Yapılacak işler
1. Yalova'daki program haberinden "Gönül-Der ve Yalova" ile başlayıp "Hoca'ya teşekkür etti." ile biten kısmı hiç değiştirmeden yazdırın.
2. Aşağıdaki ifadelerin Yalova'daki program haberine uyup uymadığını belirtin. Her biri için evet ya da hayır deyin ve karara dayanak olan sözleri haberden aynen alıntılayın.
(a) Program Raif Dinçkök Kültür Merkezi'nde yapıldı.
(b) Yalova'daki program, 82 İl 82 Sahabî projesinin 50. programıdır.
(c) Fedâle b. Ubeyd, Hz. Ömer ile 12 yıl beraber olmuştur.

Metin bölümü
########

İstanbul seferlerinin komutanı Fedâle B. Ubeyd yalova'da anlatıldı

İstanbul seferlerinin komutanı Fedâle B. Ubeyd yalova'da anlatıldı

82 İl 82 Sahabî projesinin 60. programı Yalova'da yapıldı.

Gönül-Der ve Yalova Gönüllü Sivil Toplum Kuruluşları'nın organize ettiği program, Raif Dinçkök Kültür Merkezi'nde yoğun bir katılım ile gerçekleşti. Çevre il ve ilçelerden de gelen halkımız, İstanbul Seferleri için Anadolu'yu şereflendiren Sahabe ordusunun komutanı Fedâle b. Ubeyd'i dikkatle dinlediler.

SAHABE BİZLERİN TEK ÖRNEĞİDİR...

Kur'an'ı Kerim tilaveti ile başlayan program, organizeyi yapan kurumlar adına Hacı Ömer Anlayışlı'nın selamlama konuşması ile devam etti. Böyle güzel bir programa ev sahipliliği yaptıkları için çok saadetli olduklarını belirten, Anlayışlı, "Sahabe bizlerin tek örneğidir" dedi. Çalışma ve projelerinden dolayı Siyer Vakfı'na ve Muhammed Emin Yıldırım Hoca'ya teşekkür etti.

VEFA SULTANLARINA VEFA LAZIMDIR...

Daha sonra kürsüye Siyer Vakfı Kurucusu Muhammed Emin Yıldırım Hoca davet edildi. Yıldırım sözlerine şöyle başladı: "Rabbimize sonsuz hamdler olsun ki, bizi 82 İl 82 Sahabî projesinin 60. programına ulaştırdı. Üçte ikisi bitti, kaldı 22 ilimiz ve 22 rehberimiz... Biter mi diye başlamıştık, ama yola çıkınca hangi yol bitmedi ki, bu da bitmesin. Duamız, son nefese kadar hep hayır adına, hayır namına bir şeyler yapmak ve hayır yolunda iken emaneti sahibine teslim etmek..." Yıldırım daha sonra sözlerine şöyle devam etti: "Yalova'nın Sahabî nasibi, çok büyük bir isim oldu. Ama ne yazık ki çoğumuzun tanımadığı, belki adını ilk kez duyduğu, hayatına dair az yada hiçbir şey bilmediği bir büyük komutanı bugün burada tanımaya çalışacağız. Öyle birinin misafiri olacağız ki, o Efendimiz (sas) ile fasılasız 10 yıl beraber olmuştur. Öyle birine misafir olacağız ki, o 2,5 yıl Hz. Ebû Bekir ile, 10.5 yıl Hz. Ömer ile, 12 yıl Hz. Osman ile, 4,5 yıl Hz. Ali ile beraber olmuştur. Öyle birine misafir olacağız ki, ta Hicri 53'e kadar, İslam tarihinin bir çok önemli hadiselerine şahit olmuştur, hadiselerin canlı tanığı olarak bizlere birçok olay, hadise, rivayet aktarmıştır. Öyle birine misafir olacağız ki, 50 yıl İslam'ın kelimesi yücelsin diye, oradan oraya, şuradan buraya, atıyla, devesiyle, toprak biter de önüne deniz çıkarsa gemiyle, bir an olsun durmayan, "tamam ben bu kadar yaptım birazda gençler yapsın" demeyen bir kahramanla, bir komutanla...Öyle birine şahit olacağız ki, Hz. Peygamber'in kutlu sözlerini, sedasını, nefesini bize taşıyan, taşımakla kalmayan öğreten, belleten biri ile..."

########

Veriler
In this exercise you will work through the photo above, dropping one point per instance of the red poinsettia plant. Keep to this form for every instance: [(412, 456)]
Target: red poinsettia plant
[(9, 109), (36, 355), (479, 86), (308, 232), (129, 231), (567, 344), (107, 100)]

########

Yanıtlar
1.
Gönül-Der ve Yalova Gönüllü Sivil Toplum Kuruluşları'nın organize ettiği program, Raif Dinçkök Kültür Merkezi'nde yoğun bir katılım ile gerçekleşti. Çevre il ve ilçelerden de gelen halkımız, İstanbul Seferleri için Anadolu'yu şereflendiren Sahabe ordusunun komutanı Fedâle b. Ubeyd'i dikkatle dinlediler.

SAHABE BİZLERİN TEK ÖRNEĞİDİR...

Kur'an'ı Kerim tilaveti ile başlayan program, organizeyi yapan kurumlar adına Hacı Ömer Anlayışlı'nın selamlama konuşması ile devam etti. Böyle güzel bir programa ev sahipliliği yaptıkları için çok saadetli olduklarını belirten, Anlayışlı, "Sahabe bizlerin tek örneğidir" dedi. Çalışma ve projelerinden dolayı Siyer Vakfı'na ve Muhammed Emin Yıldırım Hoca'ya teşekkür etti.

2.
(a) Evet: "Raif Dinçkök Kültür Merkezi'nde yoğun bir katılım ile gerçekleşti"
(b) Hayır: "82 İl 82 Sahabî projesinin 60. programı Yalova'da yapıldı."
(c) Hayır: "10.5 yıl Hz. Ömer ile"